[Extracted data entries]
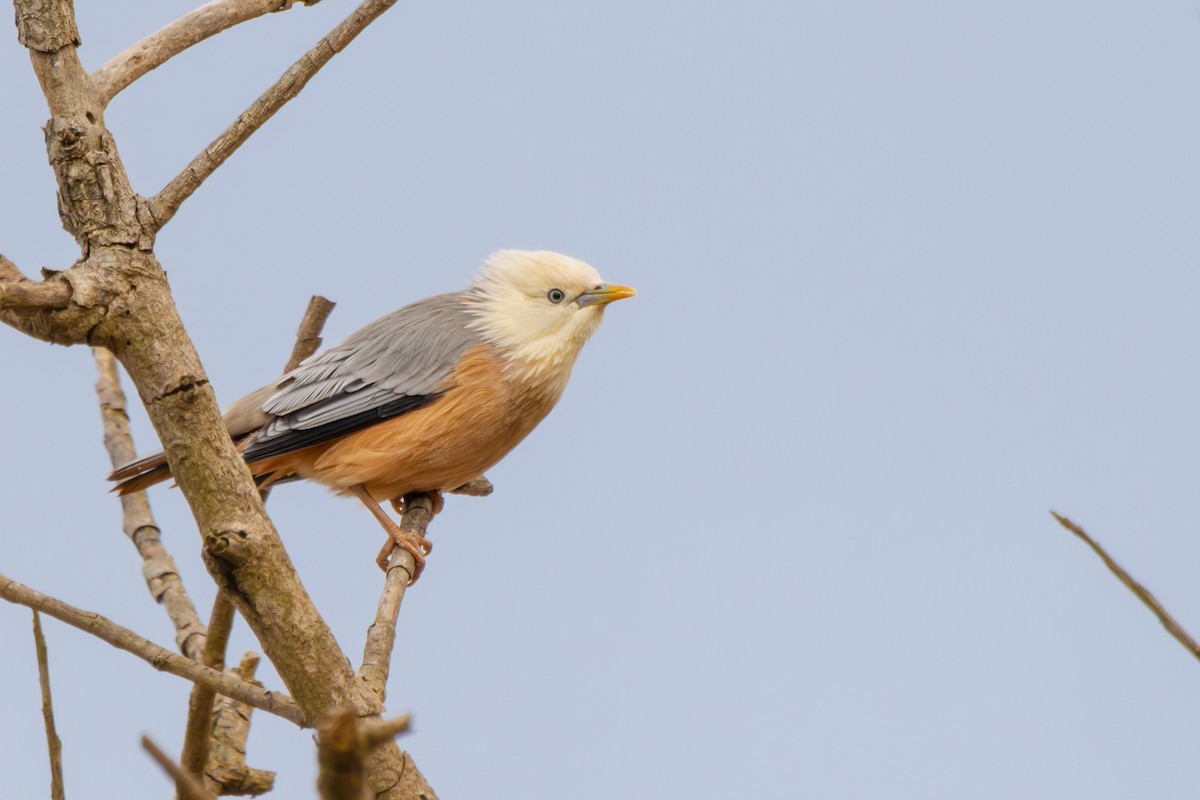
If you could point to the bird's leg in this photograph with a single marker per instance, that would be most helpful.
(414, 543)
(439, 503)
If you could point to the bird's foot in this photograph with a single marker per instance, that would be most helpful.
(439, 503)
(414, 543)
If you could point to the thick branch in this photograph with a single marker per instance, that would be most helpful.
(163, 205)
(186, 786)
(382, 633)
(1140, 591)
(52, 735)
(154, 655)
(167, 42)
(159, 569)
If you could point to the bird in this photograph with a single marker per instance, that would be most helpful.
(425, 398)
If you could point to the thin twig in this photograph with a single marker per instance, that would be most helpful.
(341, 762)
(167, 42)
(1139, 590)
(309, 334)
(159, 569)
(343, 747)
(186, 786)
(30, 295)
(226, 771)
(376, 732)
(198, 729)
(52, 734)
(401, 566)
(166, 203)
(156, 656)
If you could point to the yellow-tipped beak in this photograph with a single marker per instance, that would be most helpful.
(604, 294)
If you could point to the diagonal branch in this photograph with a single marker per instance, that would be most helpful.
(1140, 591)
(401, 567)
(166, 203)
(52, 734)
(159, 569)
(199, 705)
(201, 731)
(159, 657)
(167, 42)
(186, 786)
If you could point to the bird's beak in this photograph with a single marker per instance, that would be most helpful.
(604, 294)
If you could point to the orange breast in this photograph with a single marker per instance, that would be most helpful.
(481, 415)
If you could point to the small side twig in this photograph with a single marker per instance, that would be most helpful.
(166, 203)
(1140, 591)
(167, 42)
(186, 786)
(52, 734)
(343, 746)
(382, 633)
(197, 731)
(157, 566)
(159, 657)
(309, 334)
(227, 771)
(31, 295)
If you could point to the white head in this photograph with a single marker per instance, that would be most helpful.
(539, 307)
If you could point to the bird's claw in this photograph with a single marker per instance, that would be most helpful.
(414, 543)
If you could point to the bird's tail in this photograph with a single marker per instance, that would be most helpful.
(141, 474)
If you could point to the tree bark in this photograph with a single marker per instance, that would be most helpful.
(120, 300)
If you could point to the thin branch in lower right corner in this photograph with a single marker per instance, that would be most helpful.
(1139, 590)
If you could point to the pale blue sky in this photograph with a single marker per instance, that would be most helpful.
(911, 275)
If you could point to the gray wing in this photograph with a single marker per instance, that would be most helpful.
(394, 365)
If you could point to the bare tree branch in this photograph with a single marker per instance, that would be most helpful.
(52, 735)
(376, 732)
(227, 771)
(159, 569)
(382, 633)
(31, 295)
(1140, 591)
(198, 729)
(167, 42)
(123, 301)
(309, 334)
(343, 746)
(166, 203)
(186, 786)
(159, 657)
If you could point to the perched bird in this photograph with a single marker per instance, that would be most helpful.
(423, 400)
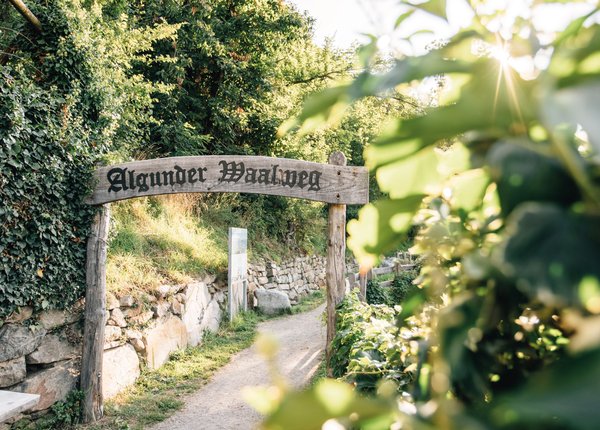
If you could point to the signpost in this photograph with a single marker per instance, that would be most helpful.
(333, 183)
(237, 276)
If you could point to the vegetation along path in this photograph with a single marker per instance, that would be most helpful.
(219, 404)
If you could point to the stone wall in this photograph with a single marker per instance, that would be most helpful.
(295, 277)
(42, 353)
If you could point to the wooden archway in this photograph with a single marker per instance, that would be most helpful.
(334, 183)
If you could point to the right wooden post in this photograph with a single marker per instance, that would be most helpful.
(336, 264)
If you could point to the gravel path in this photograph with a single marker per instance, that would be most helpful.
(219, 405)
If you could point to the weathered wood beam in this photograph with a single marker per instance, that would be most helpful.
(336, 264)
(27, 14)
(95, 310)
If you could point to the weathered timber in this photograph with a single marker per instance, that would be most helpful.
(362, 286)
(335, 184)
(378, 271)
(336, 265)
(95, 309)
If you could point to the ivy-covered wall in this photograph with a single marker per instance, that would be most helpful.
(60, 110)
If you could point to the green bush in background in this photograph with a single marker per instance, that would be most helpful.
(502, 178)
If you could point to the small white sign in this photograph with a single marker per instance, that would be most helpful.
(237, 278)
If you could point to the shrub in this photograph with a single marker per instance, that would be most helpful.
(376, 294)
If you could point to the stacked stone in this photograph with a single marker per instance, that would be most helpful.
(147, 331)
(41, 354)
(294, 277)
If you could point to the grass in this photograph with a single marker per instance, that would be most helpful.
(158, 394)
(175, 239)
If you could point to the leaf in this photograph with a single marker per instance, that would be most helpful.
(417, 174)
(468, 189)
(564, 395)
(576, 105)
(549, 251)
(403, 17)
(319, 109)
(434, 7)
(380, 225)
(524, 175)
(573, 28)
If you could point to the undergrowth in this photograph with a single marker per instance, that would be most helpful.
(157, 394)
(177, 238)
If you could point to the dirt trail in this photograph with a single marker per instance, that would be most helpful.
(219, 405)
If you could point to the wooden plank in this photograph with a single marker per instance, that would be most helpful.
(228, 173)
(336, 264)
(95, 310)
(13, 403)
(237, 272)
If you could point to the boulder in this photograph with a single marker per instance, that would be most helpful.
(197, 299)
(53, 348)
(120, 368)
(20, 315)
(111, 302)
(161, 309)
(53, 318)
(12, 372)
(127, 301)
(212, 317)
(18, 341)
(52, 384)
(118, 318)
(111, 333)
(272, 302)
(165, 337)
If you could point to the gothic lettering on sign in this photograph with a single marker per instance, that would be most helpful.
(122, 179)
(231, 172)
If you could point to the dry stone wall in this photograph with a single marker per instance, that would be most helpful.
(42, 353)
(295, 277)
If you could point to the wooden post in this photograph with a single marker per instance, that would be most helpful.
(362, 280)
(95, 310)
(24, 10)
(336, 265)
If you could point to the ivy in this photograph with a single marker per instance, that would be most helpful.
(61, 111)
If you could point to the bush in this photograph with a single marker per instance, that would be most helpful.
(403, 284)
(370, 346)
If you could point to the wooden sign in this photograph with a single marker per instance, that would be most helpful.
(228, 173)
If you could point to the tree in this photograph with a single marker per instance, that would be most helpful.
(509, 231)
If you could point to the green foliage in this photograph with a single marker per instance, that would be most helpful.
(508, 218)
(68, 94)
(376, 294)
(402, 286)
(369, 347)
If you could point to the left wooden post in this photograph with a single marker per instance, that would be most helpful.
(336, 264)
(95, 311)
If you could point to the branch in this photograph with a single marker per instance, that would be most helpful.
(322, 76)
(29, 16)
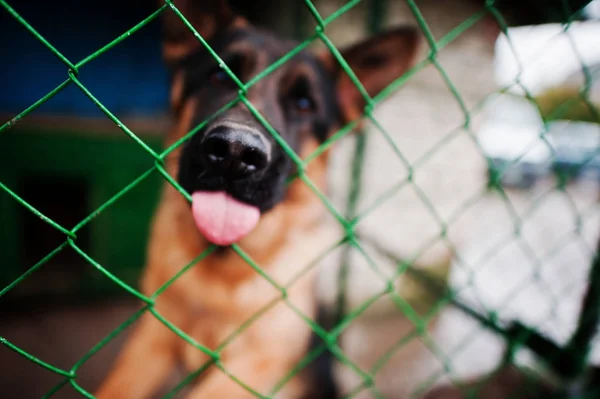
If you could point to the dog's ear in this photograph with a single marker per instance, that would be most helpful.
(206, 16)
(376, 62)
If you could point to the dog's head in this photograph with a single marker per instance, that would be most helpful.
(233, 166)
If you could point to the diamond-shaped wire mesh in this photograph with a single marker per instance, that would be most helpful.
(486, 314)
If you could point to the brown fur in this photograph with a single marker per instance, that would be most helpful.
(221, 292)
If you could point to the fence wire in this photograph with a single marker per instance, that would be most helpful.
(569, 361)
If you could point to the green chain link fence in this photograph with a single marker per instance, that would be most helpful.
(569, 362)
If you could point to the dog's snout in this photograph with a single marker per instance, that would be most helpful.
(234, 152)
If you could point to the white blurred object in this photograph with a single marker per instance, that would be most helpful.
(536, 58)
(592, 10)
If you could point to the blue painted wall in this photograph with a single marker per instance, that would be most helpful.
(129, 79)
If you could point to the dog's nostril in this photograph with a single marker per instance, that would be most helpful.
(234, 153)
(254, 159)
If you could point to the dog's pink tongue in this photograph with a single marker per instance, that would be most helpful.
(222, 219)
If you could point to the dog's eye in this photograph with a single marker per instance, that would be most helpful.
(304, 104)
(219, 77)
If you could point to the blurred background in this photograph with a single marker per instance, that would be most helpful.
(465, 124)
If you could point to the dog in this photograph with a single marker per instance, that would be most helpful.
(237, 175)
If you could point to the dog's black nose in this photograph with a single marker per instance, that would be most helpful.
(235, 153)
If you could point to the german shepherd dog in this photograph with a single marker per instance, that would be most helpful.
(237, 176)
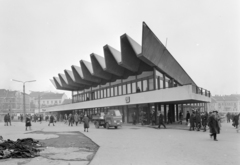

(WHAT TO DO) Give the entries above again exactly, minus their pictures.

(FINISHED EXERCISE)
If you could point to the bird's leg in this photograph with a single marker per instance, that would be most helpful.
(414, 543)
(439, 503)
If you could point to the bird's foot in this photograph with a single marker per instance, that would be most helpful.
(439, 503)
(414, 543)
If you could point to the thick branch in this photograph with a single marker per instance, that would be most helpful.
(163, 205)
(186, 786)
(382, 633)
(1140, 591)
(52, 735)
(154, 655)
(167, 42)
(159, 569)
If you could point to the bird in this photograph with a single marker per instance, that would be most helpful.
(425, 398)
If you could point to the thin twig in this photograph with a single marker per instance, that would be most helpful.
(341, 762)
(167, 42)
(1139, 590)
(309, 334)
(159, 569)
(343, 747)
(186, 786)
(30, 295)
(226, 771)
(376, 732)
(198, 729)
(52, 734)
(401, 566)
(166, 203)
(156, 656)
If you could point to the yellow-tipped beak in this photograph with a single marker per instance, that would be most helpful.
(604, 294)
If you could point to the diagonal branch in this photograph with a single marker per instance, that would be most helpful.
(1140, 591)
(401, 567)
(166, 203)
(52, 734)
(159, 569)
(199, 705)
(201, 731)
(159, 657)
(167, 42)
(186, 786)
If you could point to the bird's beak in this photograph with a single marker per instance, that would be most helpful.
(604, 294)
If you could point to the orange breast in this photograph with a single marker per instance, that would be most helpful.
(481, 415)
If you could point to the small side twig in this photograph with a single marker per instance, that would be most helpful.
(166, 203)
(1140, 591)
(167, 42)
(186, 786)
(52, 734)
(343, 746)
(382, 633)
(197, 731)
(157, 566)
(159, 657)
(309, 334)
(227, 771)
(31, 295)
If you could point to the white head in this photograph with a single marker per instance, that would be most helpful.
(539, 307)
If you could point to the bird's claw in this photograph with a single marker per instance, that would be most helpful.
(414, 543)
If you could point to the bird's tail in this photograph with a single marker per instance, that would be most helpful.
(141, 474)
If you could point to the tree bark in this photograph with a single marker per instance, that would be most helpful.
(120, 300)
If you could point to the thin branch in lower right corner in this photograph with a single marker per instance, that would be most helpful.
(1139, 590)
If you could point to the pale blue sky in this photograph with a single marker per instance, that would be most helpful.
(911, 275)
If you could point to the gray wing in this photograph with a single marker per instance, that would be most helpful.
(394, 365)
If you could point to the bare tree branch in this photograph with a single marker per instance, that would be most helpful.
(52, 735)
(376, 732)
(227, 771)
(159, 569)
(382, 633)
(31, 295)
(1140, 591)
(198, 729)
(167, 42)
(123, 301)
(309, 334)
(343, 746)
(166, 203)
(186, 786)
(159, 657)
If you could point to the perched bird in this photograph with a single marker per instance, that would be most helpful.
(423, 400)
If you could point to the signpost in this photograph with a single marker per instance, that would be most helpful.
(333, 183)
(237, 276)
If you could point to the vegetation along path in this photograph with a single marker per instance, that would be most helpful.
(219, 404)
If you could point to the stone wall in this photograph with a single marker per instance, that would be most helpful.
(295, 277)
(42, 353)
If you could point to the wooden archway in this photograph with a single marker per instance, that would be most helpful.
(334, 183)
If you could point to the right wooden post in this photograph with a single marker per instance, that would be most helpful.
(336, 264)
If you could point to the gravel path in this photograph with a single marker per instance, that would be most helpful.
(219, 405)
If you could point to the weathered wood beam in this photograph with a single marker per instance, that would be most helpful.
(336, 264)
(27, 14)
(95, 310)
If you could point to the weathered timber in this photograph with a single marker per instance, that would be most helpful.
(362, 286)
(335, 184)
(378, 271)
(336, 265)
(95, 309)
If you could point to the ivy-covered wall in this photograph with a single marker per instance, that would be most helpful.
(60, 110)
If you could point to the green bush in background in this photograph with a single marker per instance, that would be most helpful.
(502, 178)
If you could point to the small white sign in this photograph with a single marker per instance, that would be most helpful.
(237, 278)
If you could point to the shrub in this photograph with a single marker per instance, that would be most helpful.
(376, 294)
If you could point to the stacked stone in this photograph with a single marker per instance, that would be most helpful.
(147, 331)
(41, 354)
(294, 277)
If you could point to the grass in this photograph with a single marker per instance, that would be most helpful.
(158, 394)
(175, 239)
If you could point to the leaf in this photograph with a single marker per instance, that would be most helpful.
(417, 174)
(468, 189)
(564, 395)
(576, 105)
(549, 251)
(403, 17)
(319, 109)
(434, 7)
(380, 225)
(524, 175)
(573, 28)
If you could point to the undergrowth in this photograph with a single marker per instance, that would be most helpful.
(157, 394)
(177, 238)
If you could point to the dirt trail in this photograph with a single marker per instance, that would be most helpful.
(219, 405)
If you could point to the wooden plank in this photograph with a single marker per instance, that would be most helpful.
(228, 173)
(336, 264)
(95, 310)
(13, 403)
(237, 272)
If you could point to the boulder in this photograph with a single marker per instance, that would be most helpful.
(197, 299)
(53, 348)
(120, 368)
(20, 315)
(111, 302)
(161, 309)
(53, 318)
(12, 372)
(127, 301)
(212, 317)
(18, 341)
(52, 384)
(118, 318)
(111, 333)
(272, 302)
(165, 337)
If you could point to the gothic lettering on sign in this photograph with a single marker per instance, that would be most helpful.
(122, 179)
(231, 172)
If you could point to the dry stone wall in this photograph with a single marker per instance, that would be most helpful.
(42, 353)
(295, 277)
If you could point to the wooden post in this photograph with a single marker per instance, that would be most helpful.
(362, 280)
(95, 310)
(24, 10)
(336, 265)
If you could point to the ivy in this photograph with a single marker per instance, that would be most helpful.
(61, 111)
If you could point to the bush in this photograph with a single marker per instance, that would be most helpful.
(403, 284)
(370, 346)
If you could point to the wooden sign in this photograph with a single marker per instance, that would be most helpful.
(228, 173)
If you could point to the tree in this photograph with a single marker per instance, that would be most helpful.
(509, 231)
If you could point to the green foliage in this photograph with a single marker per instance, that would be most helpful.
(508, 218)
(68, 94)
(376, 294)
(402, 286)
(369, 347)
If you could point to the left wooden post in this photograph with a single marker per instance, that would be most helpful.
(336, 264)
(95, 311)
If you could point to the branch in this photograph with a single marker per instance, that would be most helpful.
(322, 76)
(29, 16)
If you could point to the dog's ear in this photograph with a single marker per instance, that would be most helpful.
(206, 16)
(376, 62)
If you could point to the dog's head in this photograph with a single marker per instance, that would be most helpful.
(233, 166)
If you could point to the diamond-shaped wire mesh in this photograph with a single marker per instance, that would be most helpful.
(486, 314)
If you could point to the brown fur in this photograph with a single marker per instance, that would be most helpful.
(221, 292)
If you could point to the fence wire in this photograph with a single marker per instance, that would be most helpful.
(569, 361)
If you could point to the green chain link fence in this photograph with a single marker per instance, that would be most helpful.
(569, 362)
If you could point to the dog's snout in this photograph with a single marker per instance, that would be most helpful.
(234, 152)
If you could point to the white blurred object in this photograph with a single marker per instance, that would be most helpful.
(536, 58)
(592, 10)
If you could point to the blue painted wall in this photograph with a single marker per instance, that would be most helpful.
(129, 79)
If you could point to the dog's nostril in this photograph with a single marker per instance, that would be most helpful.
(234, 153)
(254, 159)
If you could point to the dog's pink tongue in this photograph with a single marker per instance, that would be most helpful.
(222, 219)
If you could point to the dog's eye in this photograph with a single marker per instance, that would be most helpful.
(304, 104)
(219, 77)
If you could point to the blurred background in this photograph with a single marker per instance, that would be most helpful.
(465, 124)
If you could point to the dog in this photograph with a single marker per instance, that would be most helpful.
(237, 175)
If you could point to the dog's black nose in this photograph with a single marker per instance, that would be most helpful.
(235, 153)
If you could point to the german shepherd dog in this photograph with a single marker per instance, that would be most helpful.
(237, 176)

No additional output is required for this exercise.